──────── Extracted entries ────────
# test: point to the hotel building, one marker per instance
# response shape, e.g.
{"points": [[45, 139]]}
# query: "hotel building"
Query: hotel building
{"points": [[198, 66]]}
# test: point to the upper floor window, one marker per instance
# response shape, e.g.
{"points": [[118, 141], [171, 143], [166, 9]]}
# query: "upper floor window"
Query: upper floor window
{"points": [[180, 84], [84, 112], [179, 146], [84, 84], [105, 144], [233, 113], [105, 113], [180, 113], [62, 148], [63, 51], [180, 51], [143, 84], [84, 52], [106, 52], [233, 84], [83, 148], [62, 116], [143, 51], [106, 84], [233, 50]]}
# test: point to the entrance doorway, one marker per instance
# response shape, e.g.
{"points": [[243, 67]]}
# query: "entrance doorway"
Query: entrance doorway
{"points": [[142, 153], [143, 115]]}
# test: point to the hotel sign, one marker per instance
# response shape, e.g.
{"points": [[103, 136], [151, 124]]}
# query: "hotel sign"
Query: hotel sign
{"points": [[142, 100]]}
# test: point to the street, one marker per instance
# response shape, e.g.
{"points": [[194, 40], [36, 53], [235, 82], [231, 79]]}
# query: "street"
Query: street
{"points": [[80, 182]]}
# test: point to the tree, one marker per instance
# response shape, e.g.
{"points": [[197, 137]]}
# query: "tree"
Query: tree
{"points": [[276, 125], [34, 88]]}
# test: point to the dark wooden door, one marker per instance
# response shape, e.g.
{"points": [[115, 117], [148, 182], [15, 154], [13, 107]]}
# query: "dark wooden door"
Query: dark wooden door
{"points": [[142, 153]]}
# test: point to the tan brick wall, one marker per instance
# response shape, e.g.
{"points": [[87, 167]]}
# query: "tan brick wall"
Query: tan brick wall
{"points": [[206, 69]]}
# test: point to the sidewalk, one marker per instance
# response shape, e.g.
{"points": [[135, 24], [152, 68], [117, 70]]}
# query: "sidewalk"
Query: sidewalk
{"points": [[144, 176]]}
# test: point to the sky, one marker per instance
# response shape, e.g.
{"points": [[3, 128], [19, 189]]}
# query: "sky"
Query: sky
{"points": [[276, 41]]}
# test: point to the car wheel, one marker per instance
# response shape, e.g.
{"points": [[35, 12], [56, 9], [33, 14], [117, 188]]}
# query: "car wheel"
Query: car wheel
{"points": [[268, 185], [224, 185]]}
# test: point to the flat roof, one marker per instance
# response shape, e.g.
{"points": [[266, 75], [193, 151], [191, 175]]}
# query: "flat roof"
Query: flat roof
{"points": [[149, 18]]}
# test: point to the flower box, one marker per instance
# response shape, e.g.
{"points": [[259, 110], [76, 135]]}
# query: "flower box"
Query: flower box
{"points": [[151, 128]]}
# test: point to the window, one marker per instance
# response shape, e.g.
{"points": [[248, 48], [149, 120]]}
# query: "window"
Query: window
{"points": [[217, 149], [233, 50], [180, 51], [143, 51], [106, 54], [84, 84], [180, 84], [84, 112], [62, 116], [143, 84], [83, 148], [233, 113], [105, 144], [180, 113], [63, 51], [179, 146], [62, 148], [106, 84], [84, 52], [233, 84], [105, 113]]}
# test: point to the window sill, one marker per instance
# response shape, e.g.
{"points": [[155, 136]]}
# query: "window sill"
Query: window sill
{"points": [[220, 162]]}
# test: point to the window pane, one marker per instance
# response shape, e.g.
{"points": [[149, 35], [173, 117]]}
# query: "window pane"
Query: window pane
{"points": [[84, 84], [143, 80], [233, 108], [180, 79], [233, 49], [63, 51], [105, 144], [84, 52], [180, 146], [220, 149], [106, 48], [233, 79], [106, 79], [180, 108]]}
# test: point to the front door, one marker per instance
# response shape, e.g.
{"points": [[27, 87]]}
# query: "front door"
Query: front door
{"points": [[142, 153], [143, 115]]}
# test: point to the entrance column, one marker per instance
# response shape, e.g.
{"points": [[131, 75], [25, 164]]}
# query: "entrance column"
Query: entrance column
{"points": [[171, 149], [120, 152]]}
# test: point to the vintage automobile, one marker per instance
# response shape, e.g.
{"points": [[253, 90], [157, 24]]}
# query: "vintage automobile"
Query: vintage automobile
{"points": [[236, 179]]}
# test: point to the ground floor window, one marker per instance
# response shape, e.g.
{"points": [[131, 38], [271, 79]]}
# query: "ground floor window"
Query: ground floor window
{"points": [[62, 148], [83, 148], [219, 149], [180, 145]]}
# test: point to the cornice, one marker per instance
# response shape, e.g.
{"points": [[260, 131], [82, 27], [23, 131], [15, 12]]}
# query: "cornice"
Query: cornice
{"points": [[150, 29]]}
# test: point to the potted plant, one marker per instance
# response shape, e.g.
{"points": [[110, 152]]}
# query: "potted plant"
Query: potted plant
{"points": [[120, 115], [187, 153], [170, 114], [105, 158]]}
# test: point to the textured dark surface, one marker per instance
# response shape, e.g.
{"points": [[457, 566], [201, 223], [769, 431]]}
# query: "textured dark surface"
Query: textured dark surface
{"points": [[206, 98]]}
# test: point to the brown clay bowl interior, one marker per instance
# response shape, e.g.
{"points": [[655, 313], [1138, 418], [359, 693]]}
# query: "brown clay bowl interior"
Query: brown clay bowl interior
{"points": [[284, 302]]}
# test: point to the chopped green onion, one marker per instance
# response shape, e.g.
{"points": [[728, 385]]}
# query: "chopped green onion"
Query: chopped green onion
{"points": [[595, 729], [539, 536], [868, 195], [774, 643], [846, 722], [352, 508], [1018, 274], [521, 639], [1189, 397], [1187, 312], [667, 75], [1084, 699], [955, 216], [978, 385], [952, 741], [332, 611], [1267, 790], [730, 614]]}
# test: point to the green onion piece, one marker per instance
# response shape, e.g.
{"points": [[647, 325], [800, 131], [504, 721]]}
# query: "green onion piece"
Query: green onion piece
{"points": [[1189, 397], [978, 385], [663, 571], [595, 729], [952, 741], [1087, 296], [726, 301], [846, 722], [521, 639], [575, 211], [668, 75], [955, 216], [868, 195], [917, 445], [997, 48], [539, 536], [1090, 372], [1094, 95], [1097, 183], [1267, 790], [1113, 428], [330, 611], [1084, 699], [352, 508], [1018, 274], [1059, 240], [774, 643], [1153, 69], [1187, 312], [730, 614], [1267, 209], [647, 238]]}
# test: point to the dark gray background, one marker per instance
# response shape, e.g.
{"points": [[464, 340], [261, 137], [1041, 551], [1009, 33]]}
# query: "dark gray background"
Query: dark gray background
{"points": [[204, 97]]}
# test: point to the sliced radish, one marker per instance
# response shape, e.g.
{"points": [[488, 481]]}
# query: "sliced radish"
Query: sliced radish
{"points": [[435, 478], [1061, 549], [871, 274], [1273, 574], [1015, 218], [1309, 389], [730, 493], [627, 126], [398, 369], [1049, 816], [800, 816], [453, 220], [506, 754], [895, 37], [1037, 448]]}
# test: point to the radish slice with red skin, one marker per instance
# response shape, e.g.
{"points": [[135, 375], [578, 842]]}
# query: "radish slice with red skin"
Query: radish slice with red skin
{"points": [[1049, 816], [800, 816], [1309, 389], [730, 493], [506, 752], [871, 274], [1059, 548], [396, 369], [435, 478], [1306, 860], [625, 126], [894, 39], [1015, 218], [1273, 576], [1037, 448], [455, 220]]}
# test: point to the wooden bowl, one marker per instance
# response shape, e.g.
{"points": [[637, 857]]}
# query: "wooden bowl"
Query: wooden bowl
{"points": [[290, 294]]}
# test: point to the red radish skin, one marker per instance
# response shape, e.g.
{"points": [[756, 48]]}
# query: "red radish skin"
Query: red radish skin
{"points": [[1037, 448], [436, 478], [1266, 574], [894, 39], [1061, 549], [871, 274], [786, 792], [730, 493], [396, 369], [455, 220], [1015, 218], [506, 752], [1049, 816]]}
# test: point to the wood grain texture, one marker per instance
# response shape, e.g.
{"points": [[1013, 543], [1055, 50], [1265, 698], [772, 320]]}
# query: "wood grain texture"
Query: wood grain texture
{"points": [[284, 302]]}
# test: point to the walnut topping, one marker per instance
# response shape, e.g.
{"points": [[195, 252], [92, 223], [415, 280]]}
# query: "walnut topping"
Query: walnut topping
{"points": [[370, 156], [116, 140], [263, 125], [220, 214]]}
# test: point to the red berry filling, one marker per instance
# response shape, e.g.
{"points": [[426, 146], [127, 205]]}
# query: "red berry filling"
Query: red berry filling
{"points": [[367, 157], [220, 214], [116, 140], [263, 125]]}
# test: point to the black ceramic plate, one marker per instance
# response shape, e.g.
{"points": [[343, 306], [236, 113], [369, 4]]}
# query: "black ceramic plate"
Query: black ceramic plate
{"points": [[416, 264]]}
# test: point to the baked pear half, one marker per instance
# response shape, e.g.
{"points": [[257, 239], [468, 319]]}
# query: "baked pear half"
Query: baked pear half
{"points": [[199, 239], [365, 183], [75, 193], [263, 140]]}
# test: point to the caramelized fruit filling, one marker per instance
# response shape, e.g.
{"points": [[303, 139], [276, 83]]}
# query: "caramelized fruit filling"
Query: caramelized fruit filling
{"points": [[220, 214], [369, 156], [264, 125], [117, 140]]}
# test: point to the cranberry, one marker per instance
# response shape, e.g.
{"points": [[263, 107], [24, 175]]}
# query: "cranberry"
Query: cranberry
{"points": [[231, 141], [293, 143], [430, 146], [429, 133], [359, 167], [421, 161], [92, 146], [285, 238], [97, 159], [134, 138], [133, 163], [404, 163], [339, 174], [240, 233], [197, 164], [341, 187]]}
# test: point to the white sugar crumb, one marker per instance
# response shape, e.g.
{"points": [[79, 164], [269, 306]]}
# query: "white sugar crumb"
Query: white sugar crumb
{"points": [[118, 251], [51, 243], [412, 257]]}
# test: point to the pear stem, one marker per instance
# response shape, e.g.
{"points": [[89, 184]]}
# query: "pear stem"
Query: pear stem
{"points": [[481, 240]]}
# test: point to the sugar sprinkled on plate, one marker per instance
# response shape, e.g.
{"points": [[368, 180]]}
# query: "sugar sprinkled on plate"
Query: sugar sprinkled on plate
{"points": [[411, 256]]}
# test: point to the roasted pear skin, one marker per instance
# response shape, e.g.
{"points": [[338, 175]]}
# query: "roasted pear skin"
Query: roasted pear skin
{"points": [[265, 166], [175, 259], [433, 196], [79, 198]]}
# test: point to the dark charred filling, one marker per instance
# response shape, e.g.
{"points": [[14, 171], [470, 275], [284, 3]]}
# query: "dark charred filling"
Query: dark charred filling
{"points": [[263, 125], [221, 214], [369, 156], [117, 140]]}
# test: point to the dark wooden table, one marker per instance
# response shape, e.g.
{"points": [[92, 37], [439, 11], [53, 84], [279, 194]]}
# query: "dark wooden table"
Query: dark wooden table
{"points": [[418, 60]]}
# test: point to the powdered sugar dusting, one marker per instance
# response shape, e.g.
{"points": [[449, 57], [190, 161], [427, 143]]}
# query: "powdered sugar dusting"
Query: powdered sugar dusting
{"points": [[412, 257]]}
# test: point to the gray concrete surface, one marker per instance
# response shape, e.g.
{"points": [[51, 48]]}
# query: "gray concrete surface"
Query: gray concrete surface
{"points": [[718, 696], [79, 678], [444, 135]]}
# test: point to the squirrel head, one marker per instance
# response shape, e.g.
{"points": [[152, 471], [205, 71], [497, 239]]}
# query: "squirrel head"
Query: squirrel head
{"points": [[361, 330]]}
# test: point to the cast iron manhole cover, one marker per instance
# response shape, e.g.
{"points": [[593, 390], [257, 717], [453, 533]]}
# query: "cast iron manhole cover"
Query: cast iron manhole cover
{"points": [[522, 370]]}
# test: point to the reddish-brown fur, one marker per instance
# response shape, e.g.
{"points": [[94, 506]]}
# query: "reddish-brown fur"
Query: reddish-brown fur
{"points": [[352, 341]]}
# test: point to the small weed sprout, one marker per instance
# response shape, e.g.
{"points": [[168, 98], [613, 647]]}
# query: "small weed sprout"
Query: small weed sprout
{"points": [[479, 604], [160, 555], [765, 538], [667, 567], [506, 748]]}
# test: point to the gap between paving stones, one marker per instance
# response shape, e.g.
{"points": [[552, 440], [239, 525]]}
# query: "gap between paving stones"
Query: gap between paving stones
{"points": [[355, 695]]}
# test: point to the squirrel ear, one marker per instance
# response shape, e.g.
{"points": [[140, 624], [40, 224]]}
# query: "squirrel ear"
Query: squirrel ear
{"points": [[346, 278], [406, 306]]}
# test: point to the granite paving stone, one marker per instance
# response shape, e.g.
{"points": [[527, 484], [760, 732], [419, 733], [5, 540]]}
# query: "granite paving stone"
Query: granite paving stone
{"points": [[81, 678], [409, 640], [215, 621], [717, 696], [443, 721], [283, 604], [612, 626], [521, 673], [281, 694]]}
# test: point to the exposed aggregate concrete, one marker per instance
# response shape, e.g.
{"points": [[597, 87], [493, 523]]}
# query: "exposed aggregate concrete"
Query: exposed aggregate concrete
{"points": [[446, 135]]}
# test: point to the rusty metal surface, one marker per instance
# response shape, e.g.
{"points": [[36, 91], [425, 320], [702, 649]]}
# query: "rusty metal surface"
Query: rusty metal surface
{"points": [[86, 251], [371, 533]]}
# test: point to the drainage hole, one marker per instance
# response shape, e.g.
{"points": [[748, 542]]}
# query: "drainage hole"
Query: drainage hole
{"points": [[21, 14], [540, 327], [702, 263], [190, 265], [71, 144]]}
────────
=== What is expected ===
Beginning with the line that has "Query: entrance doorway" and ending with the line that has "# test: point to the tree, one", set down the lines above exactly and include no others.

=== Your response ===
Query: entrance doorway
{"points": [[142, 153], [143, 115]]}
# test: point to the hotel sign, one marker per instance
# response shape, e.g.
{"points": [[103, 136], [151, 124]]}
# query: "hotel sign"
Query: hotel sign
{"points": [[142, 100]]}
# test: point to the street, one marker per instance
# response shape, e.g.
{"points": [[194, 40], [36, 53], [235, 82], [231, 79]]}
# query: "street"
Query: street
{"points": [[80, 182]]}
# test: point to the tree, one marker per instance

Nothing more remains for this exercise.